Your goal: Give the listing below again in full, exactly as written.

* START Dataset records *

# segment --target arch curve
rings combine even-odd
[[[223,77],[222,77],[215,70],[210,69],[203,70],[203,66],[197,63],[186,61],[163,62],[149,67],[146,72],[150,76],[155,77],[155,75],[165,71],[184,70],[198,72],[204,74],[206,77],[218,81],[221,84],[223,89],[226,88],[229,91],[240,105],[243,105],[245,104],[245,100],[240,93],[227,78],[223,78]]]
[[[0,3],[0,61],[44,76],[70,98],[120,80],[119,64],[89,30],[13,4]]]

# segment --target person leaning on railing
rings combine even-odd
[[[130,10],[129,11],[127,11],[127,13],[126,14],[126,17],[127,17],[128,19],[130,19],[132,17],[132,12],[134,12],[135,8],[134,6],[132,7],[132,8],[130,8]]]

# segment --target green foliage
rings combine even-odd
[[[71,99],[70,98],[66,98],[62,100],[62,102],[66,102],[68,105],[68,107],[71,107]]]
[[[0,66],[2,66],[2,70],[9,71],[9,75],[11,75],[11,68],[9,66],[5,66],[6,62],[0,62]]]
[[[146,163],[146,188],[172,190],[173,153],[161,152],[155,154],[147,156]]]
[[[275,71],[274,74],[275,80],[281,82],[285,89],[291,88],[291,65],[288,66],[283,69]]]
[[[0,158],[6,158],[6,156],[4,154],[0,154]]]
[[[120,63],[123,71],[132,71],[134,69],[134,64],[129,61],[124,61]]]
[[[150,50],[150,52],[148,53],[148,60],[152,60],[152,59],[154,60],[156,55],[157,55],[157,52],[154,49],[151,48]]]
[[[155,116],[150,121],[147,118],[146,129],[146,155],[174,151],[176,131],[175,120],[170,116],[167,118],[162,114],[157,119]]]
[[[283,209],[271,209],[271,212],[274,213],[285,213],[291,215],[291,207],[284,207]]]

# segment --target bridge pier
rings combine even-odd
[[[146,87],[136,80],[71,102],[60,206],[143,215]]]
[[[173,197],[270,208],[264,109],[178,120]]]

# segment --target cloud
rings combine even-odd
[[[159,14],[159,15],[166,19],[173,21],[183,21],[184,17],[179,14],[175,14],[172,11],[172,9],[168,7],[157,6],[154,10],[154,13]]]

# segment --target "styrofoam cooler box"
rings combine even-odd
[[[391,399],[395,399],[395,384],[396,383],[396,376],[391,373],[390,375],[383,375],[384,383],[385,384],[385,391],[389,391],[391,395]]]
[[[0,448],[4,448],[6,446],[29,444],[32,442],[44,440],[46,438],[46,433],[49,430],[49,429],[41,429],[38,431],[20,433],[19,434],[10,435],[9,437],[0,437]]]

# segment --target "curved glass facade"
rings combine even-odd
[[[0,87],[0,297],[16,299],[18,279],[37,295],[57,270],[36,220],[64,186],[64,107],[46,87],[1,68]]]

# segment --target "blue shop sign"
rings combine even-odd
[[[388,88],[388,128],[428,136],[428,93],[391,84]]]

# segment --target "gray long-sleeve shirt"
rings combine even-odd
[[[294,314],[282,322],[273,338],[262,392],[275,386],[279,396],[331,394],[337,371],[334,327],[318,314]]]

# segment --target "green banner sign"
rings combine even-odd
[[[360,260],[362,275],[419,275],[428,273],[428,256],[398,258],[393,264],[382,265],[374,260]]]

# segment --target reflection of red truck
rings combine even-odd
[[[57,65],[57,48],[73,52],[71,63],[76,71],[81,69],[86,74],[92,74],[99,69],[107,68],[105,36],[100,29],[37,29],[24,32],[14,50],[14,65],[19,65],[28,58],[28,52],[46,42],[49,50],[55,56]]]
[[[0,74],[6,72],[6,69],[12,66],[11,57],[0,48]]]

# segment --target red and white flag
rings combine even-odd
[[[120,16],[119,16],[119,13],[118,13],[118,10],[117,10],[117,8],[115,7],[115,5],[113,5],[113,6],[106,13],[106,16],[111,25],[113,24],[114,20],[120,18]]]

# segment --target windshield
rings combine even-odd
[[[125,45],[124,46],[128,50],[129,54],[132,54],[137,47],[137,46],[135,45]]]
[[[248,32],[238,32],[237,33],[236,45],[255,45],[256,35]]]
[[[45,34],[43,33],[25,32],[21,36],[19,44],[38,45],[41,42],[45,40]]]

* END Dataset records *

The answer:
# segment --target arch curve
rings combine even-odd
[[[223,77],[222,77],[215,70],[210,69],[203,70],[203,66],[197,63],[186,61],[163,62],[149,67],[146,72],[150,76],[155,77],[155,75],[165,71],[184,70],[198,72],[204,74],[206,77],[218,81],[221,84],[223,89],[226,88],[229,91],[240,105],[243,105],[245,104],[245,100],[240,93],[227,78],[223,78]]]
[[[0,3],[0,61],[44,76],[70,98],[120,80],[119,64],[89,30],[13,4]]]

# segment --target person leaning on railing
rings combine even-odd
[[[130,10],[129,11],[127,11],[127,13],[126,14],[126,17],[127,17],[128,19],[130,19],[132,17],[132,12],[134,12],[135,8],[134,6],[132,7],[132,8],[130,8]]]

# segment --target green foliage
rings combine even-odd
[[[71,99],[70,98],[66,98],[62,100],[62,102],[66,102],[68,105],[68,107],[71,107]]]
[[[0,66],[2,66],[2,70],[9,71],[9,75],[11,75],[11,68],[9,66],[5,66],[6,62],[0,62]]]
[[[146,163],[146,188],[172,190],[173,153],[161,152],[155,154],[147,156]]]
[[[275,71],[274,74],[275,80],[281,82],[285,89],[291,88],[291,65],[288,66],[283,69]]]
[[[0,158],[6,158],[6,156],[4,154],[0,154]]]
[[[120,63],[123,71],[132,71],[134,69],[134,64],[129,61],[124,61]]]
[[[150,50],[150,52],[148,53],[148,60],[152,60],[152,59],[154,60],[156,55],[157,55],[157,52],[154,49],[151,48]]]
[[[155,116],[150,121],[147,118],[146,129],[146,155],[174,151],[176,131],[175,120],[170,116],[167,118],[162,114],[157,119]]]
[[[283,209],[271,209],[271,212],[274,213],[285,213],[291,215],[291,207],[284,207]]]

# segment --target bridge pier
rings combine even-odd
[[[146,87],[136,80],[71,102],[60,206],[143,215]]]
[[[173,197],[270,208],[264,109],[178,120]]]

# segment --target cloud
rings combine even-odd
[[[159,14],[159,15],[166,19],[173,21],[183,21],[184,17],[179,14],[175,14],[172,11],[172,9],[168,7],[157,6],[154,10],[154,13]]]

# segment --target "styrofoam cooler box"
rings combine even-odd
[[[391,399],[395,399],[395,384],[396,383],[396,376],[391,373],[390,375],[383,375],[384,383],[385,384],[385,391],[389,391],[391,395]]]
[[[0,448],[4,448],[6,446],[29,444],[32,442],[44,440],[46,438],[46,433],[49,430],[49,429],[41,429],[38,431],[20,433],[19,434],[10,435],[9,437],[0,437]]]

# segment --target "curved glass facade"
rings combine even-odd
[[[0,87],[0,297],[16,299],[18,279],[37,295],[57,270],[36,220],[64,186],[64,107],[46,87],[1,68]]]

# segment --target "blue shop sign"
rings combine even-odd
[[[388,88],[388,128],[428,136],[428,93],[391,84]]]

# segment --target "gray long-sleeve shirt"
rings combine even-odd
[[[294,314],[282,322],[273,338],[262,392],[275,386],[279,396],[331,394],[337,371],[334,327],[318,314]]]

# segment --target "green banner sign"
rings combine even-odd
[[[360,260],[362,275],[419,275],[428,273],[428,256],[398,258],[393,264],[382,265],[374,260]]]

# segment --target reflection of red truck
rings combine even-odd
[[[57,65],[57,48],[73,52],[71,63],[76,71],[81,69],[86,74],[92,74],[99,69],[107,68],[105,36],[100,29],[37,29],[24,32],[14,50],[14,65],[19,65],[28,58],[28,52],[46,42],[49,50],[55,56]]]
[[[0,74],[6,72],[6,69],[12,66],[11,57],[0,48]]]

# segment --target red and white flag
rings combine even-odd
[[[120,16],[119,16],[119,13],[118,13],[118,10],[117,10],[117,8],[115,7],[115,5],[113,5],[113,6],[106,13],[106,16],[111,25],[113,24],[114,20],[120,18]]]

# segment --target windshield
rings combine even-odd
[[[125,45],[124,46],[128,50],[129,54],[132,54],[137,47],[137,46],[135,45]]]
[[[248,32],[238,32],[237,33],[236,45],[255,45],[256,35]]]
[[[45,34],[43,33],[25,32],[21,36],[19,44],[38,45],[41,42],[45,40]]]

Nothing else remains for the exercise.